Exercise requirements
Please rewrite every line of the material below as a Markdown table with two columns, "Row" and "Line", where each row gives a running number and one line of the material; leave out any blank lines.

Dataset rows
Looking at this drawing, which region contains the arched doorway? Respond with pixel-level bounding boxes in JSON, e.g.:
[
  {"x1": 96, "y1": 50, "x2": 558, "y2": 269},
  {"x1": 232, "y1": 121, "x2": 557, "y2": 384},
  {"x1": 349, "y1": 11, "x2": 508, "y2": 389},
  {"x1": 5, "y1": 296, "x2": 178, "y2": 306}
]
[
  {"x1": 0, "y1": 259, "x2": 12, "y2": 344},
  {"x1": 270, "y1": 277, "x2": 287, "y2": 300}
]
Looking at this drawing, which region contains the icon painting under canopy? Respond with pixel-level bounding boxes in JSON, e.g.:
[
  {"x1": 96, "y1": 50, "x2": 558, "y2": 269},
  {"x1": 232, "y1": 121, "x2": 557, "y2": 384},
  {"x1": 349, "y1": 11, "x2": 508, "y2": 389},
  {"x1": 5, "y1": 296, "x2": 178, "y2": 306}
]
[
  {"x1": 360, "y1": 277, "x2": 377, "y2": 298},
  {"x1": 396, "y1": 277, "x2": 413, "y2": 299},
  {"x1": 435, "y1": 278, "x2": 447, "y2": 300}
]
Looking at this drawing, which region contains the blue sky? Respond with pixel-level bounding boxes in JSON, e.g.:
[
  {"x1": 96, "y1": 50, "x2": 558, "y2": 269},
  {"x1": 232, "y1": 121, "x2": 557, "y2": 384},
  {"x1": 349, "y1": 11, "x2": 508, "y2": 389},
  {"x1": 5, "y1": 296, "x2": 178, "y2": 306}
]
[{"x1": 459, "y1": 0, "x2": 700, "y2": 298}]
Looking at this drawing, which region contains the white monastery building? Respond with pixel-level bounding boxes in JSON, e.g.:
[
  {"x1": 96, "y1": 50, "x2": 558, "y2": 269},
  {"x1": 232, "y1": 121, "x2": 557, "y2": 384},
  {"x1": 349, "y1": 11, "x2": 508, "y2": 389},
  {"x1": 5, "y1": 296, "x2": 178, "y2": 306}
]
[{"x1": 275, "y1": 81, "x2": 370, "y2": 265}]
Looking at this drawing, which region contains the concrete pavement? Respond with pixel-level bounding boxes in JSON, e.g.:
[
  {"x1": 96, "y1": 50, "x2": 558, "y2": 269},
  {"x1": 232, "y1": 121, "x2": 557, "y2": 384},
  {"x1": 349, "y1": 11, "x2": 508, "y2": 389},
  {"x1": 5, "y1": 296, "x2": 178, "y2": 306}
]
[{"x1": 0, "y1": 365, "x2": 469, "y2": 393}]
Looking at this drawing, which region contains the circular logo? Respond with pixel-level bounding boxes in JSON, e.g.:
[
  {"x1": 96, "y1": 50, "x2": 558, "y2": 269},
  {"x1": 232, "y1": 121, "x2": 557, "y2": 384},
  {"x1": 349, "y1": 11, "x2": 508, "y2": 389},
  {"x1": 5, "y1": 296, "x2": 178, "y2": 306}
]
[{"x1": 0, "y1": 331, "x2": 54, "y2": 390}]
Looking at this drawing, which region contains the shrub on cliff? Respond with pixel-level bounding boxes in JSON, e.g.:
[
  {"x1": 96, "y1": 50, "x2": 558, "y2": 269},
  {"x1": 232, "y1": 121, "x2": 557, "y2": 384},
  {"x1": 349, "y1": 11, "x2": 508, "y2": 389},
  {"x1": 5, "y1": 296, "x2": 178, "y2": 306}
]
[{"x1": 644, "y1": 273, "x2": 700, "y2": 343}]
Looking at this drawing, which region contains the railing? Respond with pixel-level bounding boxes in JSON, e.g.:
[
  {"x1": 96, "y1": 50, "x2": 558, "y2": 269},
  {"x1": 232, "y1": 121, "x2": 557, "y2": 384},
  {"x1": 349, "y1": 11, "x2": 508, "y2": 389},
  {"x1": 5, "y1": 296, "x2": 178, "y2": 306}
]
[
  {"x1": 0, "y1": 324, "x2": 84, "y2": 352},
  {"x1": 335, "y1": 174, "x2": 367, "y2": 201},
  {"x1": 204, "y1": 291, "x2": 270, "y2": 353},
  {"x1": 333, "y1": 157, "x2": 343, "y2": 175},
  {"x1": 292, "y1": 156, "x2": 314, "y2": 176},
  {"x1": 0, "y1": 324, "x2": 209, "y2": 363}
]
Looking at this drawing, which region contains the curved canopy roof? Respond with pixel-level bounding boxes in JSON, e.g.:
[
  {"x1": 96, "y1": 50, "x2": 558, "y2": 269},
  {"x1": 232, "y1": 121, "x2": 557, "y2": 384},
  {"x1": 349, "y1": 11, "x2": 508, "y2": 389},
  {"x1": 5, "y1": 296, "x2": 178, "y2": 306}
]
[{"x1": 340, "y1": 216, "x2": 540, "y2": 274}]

Answer below
| Row | Line |
|---|---|
| 1 | Looking at this drawing, which region contains the arched doorway? Respond with pixel-level bounding boxes in JSON, e.g.: |
| 2 | [ |
| 3 |   {"x1": 96, "y1": 50, "x2": 558, "y2": 269}, |
| 4 |   {"x1": 232, "y1": 121, "x2": 557, "y2": 384}, |
| 5 |   {"x1": 349, "y1": 11, "x2": 508, "y2": 389}, |
| 6 |   {"x1": 5, "y1": 296, "x2": 178, "y2": 306} |
| 7 | ] |
| 8 | [ |
| 9 |   {"x1": 0, "y1": 259, "x2": 12, "y2": 344}, |
| 10 |   {"x1": 270, "y1": 277, "x2": 287, "y2": 300} |
| 11 | ] |
| 12 | Looking at this drawing, which region contains the icon painting under canopy? Respond with pixel-level bounding boxes in JSON, e.g.: |
| 13 | [ |
| 14 |   {"x1": 96, "y1": 50, "x2": 558, "y2": 269}, |
| 15 |   {"x1": 232, "y1": 121, "x2": 557, "y2": 384}, |
| 16 |   {"x1": 349, "y1": 11, "x2": 508, "y2": 389}, |
| 17 |   {"x1": 5, "y1": 296, "x2": 178, "y2": 306} |
| 18 | ] |
| 19 | [ |
| 20 |   {"x1": 360, "y1": 277, "x2": 377, "y2": 298}, |
| 21 |   {"x1": 396, "y1": 277, "x2": 413, "y2": 299}, |
| 22 |   {"x1": 435, "y1": 278, "x2": 447, "y2": 300} |
| 23 | ] |
| 24 | Looking at this drawing, which region contains the blue sky? Respond with pixel-level bounding boxes in JSON, e.g.: |
| 25 | [ |
| 26 |   {"x1": 96, "y1": 50, "x2": 558, "y2": 269}, |
| 27 |   {"x1": 232, "y1": 121, "x2": 557, "y2": 384}, |
| 28 |   {"x1": 349, "y1": 11, "x2": 508, "y2": 389}, |
| 29 |   {"x1": 5, "y1": 296, "x2": 178, "y2": 306} |
| 30 | ] |
| 31 | [{"x1": 459, "y1": 0, "x2": 700, "y2": 298}] |
| 32 | Looking at this drawing, which region contains the white monastery building? Respond with pixel-level bounding boxes in JSON, e.g.: |
| 33 | [ |
| 34 |   {"x1": 96, "y1": 50, "x2": 558, "y2": 269}, |
| 35 |   {"x1": 232, "y1": 121, "x2": 557, "y2": 384}, |
| 36 |   {"x1": 349, "y1": 11, "x2": 508, "y2": 389}, |
| 37 |   {"x1": 5, "y1": 296, "x2": 178, "y2": 306} |
| 38 | ] |
| 39 | [{"x1": 275, "y1": 81, "x2": 370, "y2": 265}] |
| 40 | Looking at this drawing, which region contains the concrete pavement? Respond with pixel-level bounding boxes in JSON, e.g.: |
| 41 | [ |
| 42 |   {"x1": 96, "y1": 50, "x2": 558, "y2": 269}, |
| 43 |   {"x1": 232, "y1": 121, "x2": 557, "y2": 384}, |
| 44 |   {"x1": 349, "y1": 11, "x2": 508, "y2": 389}, |
| 45 |   {"x1": 5, "y1": 296, "x2": 178, "y2": 306} |
| 46 | ] |
| 47 | [{"x1": 0, "y1": 365, "x2": 469, "y2": 393}] |
| 48 | Looking at this drawing, which region contains the circular logo? Respond with pixel-level bounding boxes in JSON, e.g.: |
| 49 | [ |
| 50 |   {"x1": 96, "y1": 50, "x2": 558, "y2": 269}, |
| 51 |   {"x1": 232, "y1": 121, "x2": 557, "y2": 384}, |
| 52 |   {"x1": 349, "y1": 11, "x2": 508, "y2": 389}, |
| 53 |   {"x1": 5, "y1": 296, "x2": 178, "y2": 306} |
| 54 | ] |
| 55 | [{"x1": 0, "y1": 331, "x2": 54, "y2": 390}] |
| 56 | Looking at this drawing, which region contains the shrub on cliff? Respond with pixel-level bounding boxes in JSON, e.g.: |
| 57 | [ |
| 58 |   {"x1": 96, "y1": 50, "x2": 558, "y2": 269}, |
| 59 |   {"x1": 232, "y1": 121, "x2": 557, "y2": 384}, |
| 60 |   {"x1": 349, "y1": 11, "x2": 508, "y2": 389}, |
| 61 |   {"x1": 5, "y1": 296, "x2": 178, "y2": 306} |
| 62 | ] |
| 63 | [{"x1": 644, "y1": 273, "x2": 700, "y2": 343}] |
| 64 | Looking at this drawing, which region contains the railing? Respond with pixel-level bounding boxes in JSON, e.g.: |
| 65 | [ |
| 66 |   {"x1": 96, "y1": 50, "x2": 558, "y2": 269}, |
| 67 |   {"x1": 232, "y1": 121, "x2": 557, "y2": 384}, |
| 68 |   {"x1": 349, "y1": 11, "x2": 508, "y2": 389}, |
| 69 |   {"x1": 5, "y1": 296, "x2": 178, "y2": 306} |
| 70 | ] |
| 71 | [ |
| 72 |   {"x1": 0, "y1": 324, "x2": 84, "y2": 352}, |
| 73 |   {"x1": 335, "y1": 174, "x2": 367, "y2": 201}, |
| 74 |   {"x1": 204, "y1": 291, "x2": 270, "y2": 353}, |
| 75 |   {"x1": 333, "y1": 157, "x2": 343, "y2": 175}, |
| 76 |   {"x1": 292, "y1": 156, "x2": 314, "y2": 176}, |
| 77 |   {"x1": 0, "y1": 324, "x2": 209, "y2": 363} |
| 78 | ] |
| 79 | Looking at this drawing, which region contains the curved canopy roof? Respond with pixel-level bounding boxes in JSON, e.g.: |
| 80 | [ |
| 81 |   {"x1": 96, "y1": 50, "x2": 558, "y2": 269}, |
| 82 |   {"x1": 232, "y1": 121, "x2": 557, "y2": 384}, |
| 83 |   {"x1": 349, "y1": 11, "x2": 508, "y2": 389}, |
| 84 |   {"x1": 5, "y1": 296, "x2": 178, "y2": 306} |
| 85 | ] |
| 86 | [{"x1": 340, "y1": 216, "x2": 540, "y2": 274}] |